• EXERCISE MATERIAL
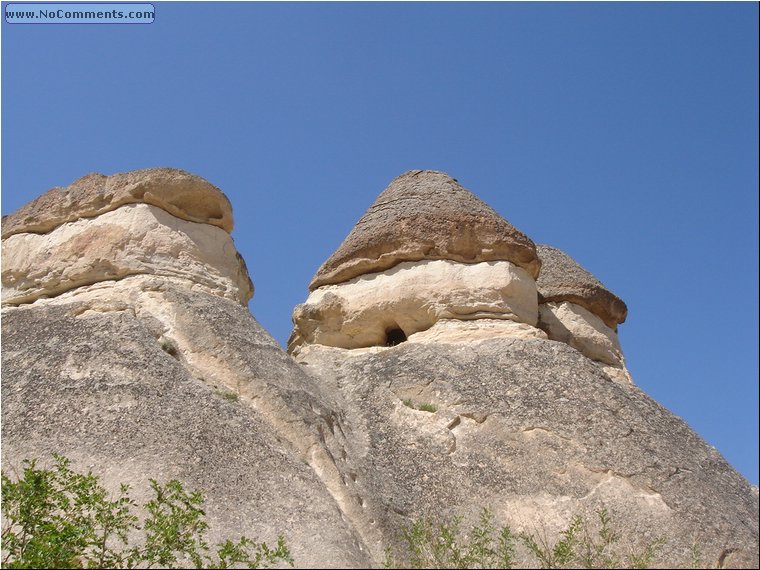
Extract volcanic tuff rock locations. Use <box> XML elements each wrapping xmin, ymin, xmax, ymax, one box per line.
<box><xmin>2</xmin><ymin>168</ymin><xmax>253</xmax><ymax>305</ymax></box>
<box><xmin>2</xmin><ymin>168</ymin><xmax>232</xmax><ymax>239</ymax></box>
<box><xmin>2</xmin><ymin>169</ymin><xmax>758</xmax><ymax>567</ymax></box>
<box><xmin>2</xmin><ymin>169</ymin><xmax>371</xmax><ymax>567</ymax></box>
<box><xmin>309</xmin><ymin>166</ymin><xmax>539</xmax><ymax>291</ymax></box>
<box><xmin>536</xmin><ymin>241</ymin><xmax>628</xmax><ymax>330</ymax></box>
<box><xmin>536</xmin><ymin>245</ymin><xmax>632</xmax><ymax>372</ymax></box>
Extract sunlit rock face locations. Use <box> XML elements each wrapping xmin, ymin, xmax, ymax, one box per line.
<box><xmin>288</xmin><ymin>170</ymin><xmax>544</xmax><ymax>352</ymax></box>
<box><xmin>289</xmin><ymin>171</ymin><xmax>758</xmax><ymax>568</ymax></box>
<box><xmin>2</xmin><ymin>164</ymin><xmax>233</xmax><ymax>239</ymax></box>
<box><xmin>2</xmin><ymin>204</ymin><xmax>253</xmax><ymax>305</ymax></box>
<box><xmin>309</xmin><ymin>166</ymin><xmax>539</xmax><ymax>291</ymax></box>
<box><xmin>536</xmin><ymin>245</ymin><xmax>631</xmax><ymax>374</ymax></box>
<box><xmin>2</xmin><ymin>169</ymin><xmax>372</xmax><ymax>568</ymax></box>
<box><xmin>291</xmin><ymin>260</ymin><xmax>538</xmax><ymax>348</ymax></box>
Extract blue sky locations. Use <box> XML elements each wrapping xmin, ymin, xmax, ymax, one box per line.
<box><xmin>2</xmin><ymin>2</ymin><xmax>758</xmax><ymax>484</ymax></box>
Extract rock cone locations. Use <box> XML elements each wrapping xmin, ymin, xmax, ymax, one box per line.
<box><xmin>309</xmin><ymin>166</ymin><xmax>539</xmax><ymax>291</ymax></box>
<box><xmin>536</xmin><ymin>245</ymin><xmax>628</xmax><ymax>330</ymax></box>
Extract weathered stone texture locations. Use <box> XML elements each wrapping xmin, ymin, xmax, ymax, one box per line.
<box><xmin>299</xmin><ymin>338</ymin><xmax>758</xmax><ymax>568</ymax></box>
<box><xmin>2</xmin><ymin>204</ymin><xmax>253</xmax><ymax>305</ymax></box>
<box><xmin>2</xmin><ymin>168</ymin><xmax>233</xmax><ymax>239</ymax></box>
<box><xmin>288</xmin><ymin>260</ymin><xmax>538</xmax><ymax>351</ymax></box>
<box><xmin>309</xmin><ymin>170</ymin><xmax>540</xmax><ymax>284</ymax></box>
<box><xmin>2</xmin><ymin>290</ymin><xmax>370</xmax><ymax>567</ymax></box>
<box><xmin>536</xmin><ymin>245</ymin><xmax>628</xmax><ymax>331</ymax></box>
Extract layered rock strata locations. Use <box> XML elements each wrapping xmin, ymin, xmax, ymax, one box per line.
<box><xmin>288</xmin><ymin>170</ymin><xmax>544</xmax><ymax>352</ymax></box>
<box><xmin>2</xmin><ymin>169</ymin><xmax>380</xmax><ymax>568</ymax></box>
<box><xmin>2</xmin><ymin>168</ymin><xmax>253</xmax><ymax>305</ymax></box>
<box><xmin>2</xmin><ymin>169</ymin><xmax>759</xmax><ymax>568</ymax></box>
<box><xmin>536</xmin><ymin>245</ymin><xmax>631</xmax><ymax>372</ymax></box>
<box><xmin>289</xmin><ymin>171</ymin><xmax>758</xmax><ymax>567</ymax></box>
<box><xmin>309</xmin><ymin>170</ymin><xmax>539</xmax><ymax>291</ymax></box>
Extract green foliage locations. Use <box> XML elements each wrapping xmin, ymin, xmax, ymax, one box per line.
<box><xmin>402</xmin><ymin>399</ymin><xmax>438</xmax><ymax>413</ymax></box>
<box><xmin>384</xmin><ymin>509</ymin><xmax>665</xmax><ymax>568</ymax></box>
<box><xmin>2</xmin><ymin>455</ymin><xmax>293</xmax><ymax>568</ymax></box>
<box><xmin>384</xmin><ymin>509</ymin><xmax>515</xmax><ymax>568</ymax></box>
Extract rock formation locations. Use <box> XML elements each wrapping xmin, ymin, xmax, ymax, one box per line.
<box><xmin>2</xmin><ymin>169</ymin><xmax>370</xmax><ymax>567</ymax></box>
<box><xmin>2</xmin><ymin>169</ymin><xmax>758</xmax><ymax>567</ymax></box>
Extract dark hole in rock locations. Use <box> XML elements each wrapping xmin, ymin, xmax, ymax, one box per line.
<box><xmin>385</xmin><ymin>329</ymin><xmax>406</xmax><ymax>346</ymax></box>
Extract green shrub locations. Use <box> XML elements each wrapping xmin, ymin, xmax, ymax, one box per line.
<box><xmin>1</xmin><ymin>455</ymin><xmax>293</xmax><ymax>568</ymax></box>
<box><xmin>384</xmin><ymin>509</ymin><xmax>664</xmax><ymax>568</ymax></box>
<box><xmin>401</xmin><ymin>399</ymin><xmax>438</xmax><ymax>413</ymax></box>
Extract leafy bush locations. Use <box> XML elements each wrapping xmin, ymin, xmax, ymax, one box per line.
<box><xmin>1</xmin><ymin>455</ymin><xmax>293</xmax><ymax>568</ymax></box>
<box><xmin>384</xmin><ymin>509</ymin><xmax>664</xmax><ymax>568</ymax></box>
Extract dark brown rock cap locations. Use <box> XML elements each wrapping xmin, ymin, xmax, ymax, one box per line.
<box><xmin>536</xmin><ymin>244</ymin><xmax>628</xmax><ymax>330</ymax></box>
<box><xmin>309</xmin><ymin>166</ymin><xmax>540</xmax><ymax>291</ymax></box>
<box><xmin>2</xmin><ymin>168</ymin><xmax>233</xmax><ymax>239</ymax></box>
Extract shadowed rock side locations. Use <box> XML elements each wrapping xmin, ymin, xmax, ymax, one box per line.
<box><xmin>288</xmin><ymin>171</ymin><xmax>758</xmax><ymax>567</ymax></box>
<box><xmin>298</xmin><ymin>338</ymin><xmax>758</xmax><ymax>568</ymax></box>
<box><xmin>2</xmin><ymin>292</ymin><xmax>370</xmax><ymax>567</ymax></box>
<box><xmin>2</xmin><ymin>168</ymin><xmax>233</xmax><ymax>239</ymax></box>
<box><xmin>2</xmin><ymin>168</ymin><xmax>253</xmax><ymax>306</ymax></box>
<box><xmin>536</xmin><ymin>245</ymin><xmax>633</xmax><ymax>372</ymax></box>
<box><xmin>536</xmin><ymin>245</ymin><xmax>628</xmax><ymax>331</ymax></box>
<box><xmin>309</xmin><ymin>166</ymin><xmax>539</xmax><ymax>291</ymax></box>
<box><xmin>2</xmin><ymin>166</ymin><xmax>758</xmax><ymax>568</ymax></box>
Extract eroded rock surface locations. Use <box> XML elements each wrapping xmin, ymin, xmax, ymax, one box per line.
<box><xmin>289</xmin><ymin>260</ymin><xmax>538</xmax><ymax>351</ymax></box>
<box><xmin>2</xmin><ymin>290</ymin><xmax>371</xmax><ymax>568</ymax></box>
<box><xmin>2</xmin><ymin>169</ymin><xmax>758</xmax><ymax>568</ymax></box>
<box><xmin>2</xmin><ymin>168</ymin><xmax>233</xmax><ymax>239</ymax></box>
<box><xmin>2</xmin><ymin>204</ymin><xmax>253</xmax><ymax>305</ymax></box>
<box><xmin>309</xmin><ymin>170</ymin><xmax>540</xmax><ymax>284</ymax></box>
<box><xmin>536</xmin><ymin>245</ymin><xmax>628</xmax><ymax>331</ymax></box>
<box><xmin>298</xmin><ymin>340</ymin><xmax>758</xmax><ymax>568</ymax></box>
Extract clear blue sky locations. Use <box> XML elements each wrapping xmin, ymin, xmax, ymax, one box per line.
<box><xmin>2</xmin><ymin>3</ymin><xmax>758</xmax><ymax>484</ymax></box>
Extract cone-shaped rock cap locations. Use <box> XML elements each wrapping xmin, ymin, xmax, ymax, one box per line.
<box><xmin>2</xmin><ymin>168</ymin><xmax>232</xmax><ymax>239</ymax></box>
<box><xmin>536</xmin><ymin>244</ymin><xmax>628</xmax><ymax>330</ymax></box>
<box><xmin>309</xmin><ymin>170</ymin><xmax>540</xmax><ymax>290</ymax></box>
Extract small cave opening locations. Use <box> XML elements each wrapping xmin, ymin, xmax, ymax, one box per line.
<box><xmin>385</xmin><ymin>327</ymin><xmax>406</xmax><ymax>346</ymax></box>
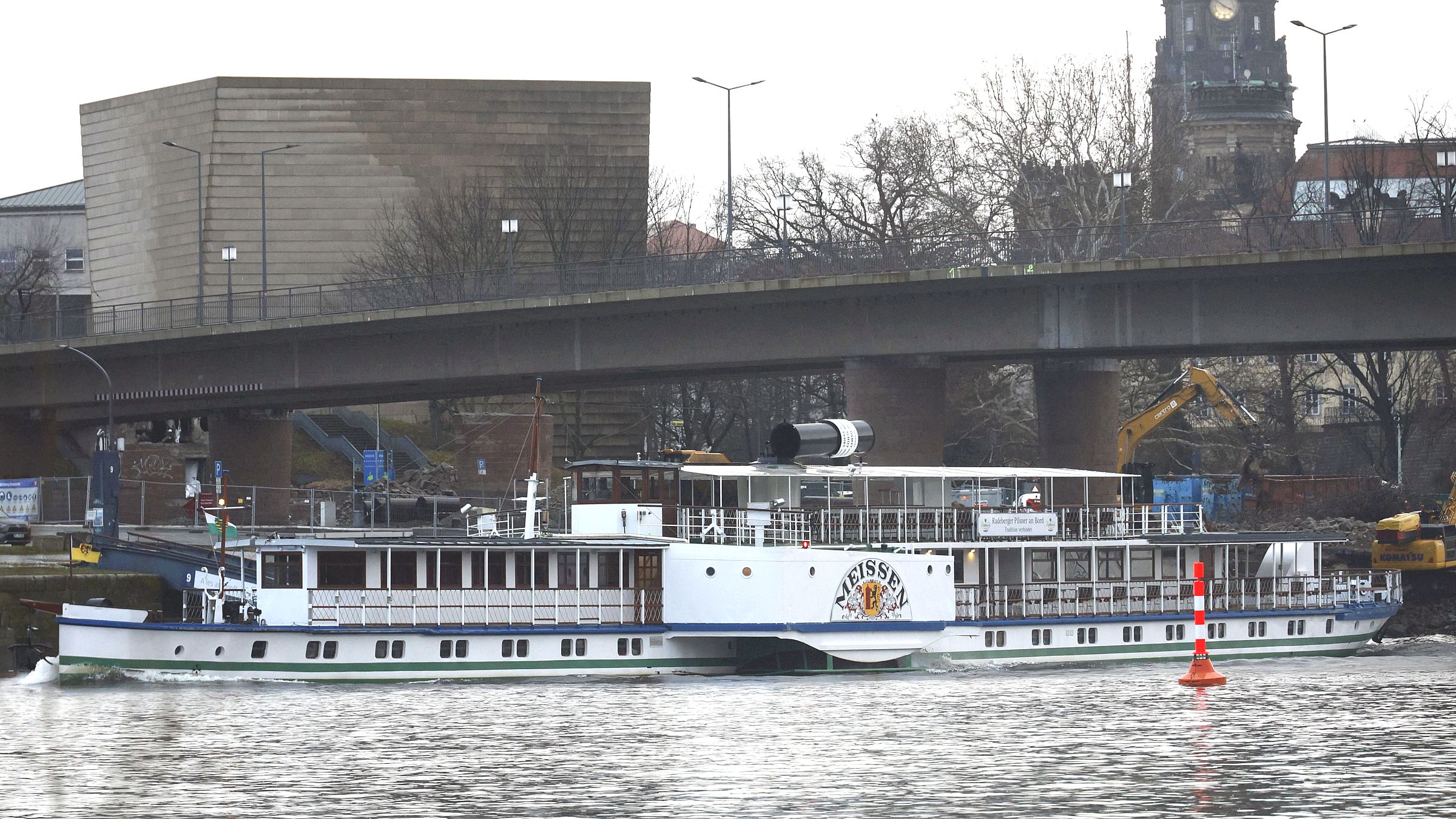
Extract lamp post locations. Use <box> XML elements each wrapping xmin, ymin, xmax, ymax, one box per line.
<box><xmin>501</xmin><ymin>218</ymin><xmax>521</xmax><ymax>296</ymax></box>
<box><xmin>773</xmin><ymin>194</ymin><xmax>794</xmax><ymax>278</ymax></box>
<box><xmin>258</xmin><ymin>144</ymin><xmax>298</xmax><ymax>318</ymax></box>
<box><xmin>1290</xmin><ymin>21</ymin><xmax>1357</xmax><ymax>248</ymax></box>
<box><xmin>59</xmin><ymin>344</ymin><xmax>116</xmax><ymax>450</ymax></box>
<box><xmin>223</xmin><ymin>245</ymin><xmax>237</xmax><ymax>323</ymax></box>
<box><xmin>161</xmin><ymin>140</ymin><xmax>203</xmax><ymax>325</ymax></box>
<box><xmin>693</xmin><ymin>77</ymin><xmax>763</xmax><ymax>251</ymax></box>
<box><xmin>1113</xmin><ymin>170</ymin><xmax>1133</xmax><ymax>260</ymax></box>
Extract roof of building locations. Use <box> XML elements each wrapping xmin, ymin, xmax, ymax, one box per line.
<box><xmin>0</xmin><ymin>179</ymin><xmax>86</xmax><ymax>210</ymax></box>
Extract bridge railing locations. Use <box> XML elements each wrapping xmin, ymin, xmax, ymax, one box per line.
<box><xmin>0</xmin><ymin>207</ymin><xmax>1443</xmax><ymax>344</ymax></box>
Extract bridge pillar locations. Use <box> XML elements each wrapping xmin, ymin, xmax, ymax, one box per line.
<box><xmin>1035</xmin><ymin>359</ymin><xmax>1121</xmax><ymax>477</ymax></box>
<box><xmin>844</xmin><ymin>356</ymin><xmax>945</xmax><ymax>467</ymax></box>
<box><xmin>208</xmin><ymin>410</ymin><xmax>292</xmax><ymax>526</ymax></box>
<box><xmin>0</xmin><ymin>416</ymin><xmax>59</xmax><ymax>478</ymax></box>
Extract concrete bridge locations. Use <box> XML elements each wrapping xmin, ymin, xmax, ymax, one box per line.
<box><xmin>0</xmin><ymin>242</ymin><xmax>1456</xmax><ymax>485</ymax></box>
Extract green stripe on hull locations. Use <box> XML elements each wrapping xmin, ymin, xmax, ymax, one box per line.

• DIRECTIONS
Pick out each line in the records above that contains the word "green". Count only matches with the same capitalization.

• RESPONSE TO THE TASK
Extract green foliage locations. Use <box> XML elements each wrapping xmin, ymin, xmax, ymax, one box per line.
Extract green shrub locations. Use <box> XML elements each wrapping xmin, ymin, xmax, ymax, one box per line.
Extract green stripe on hull locations. Use <box> XML elements each wrapping xmin, ymin, xmax, ymax, one box per line.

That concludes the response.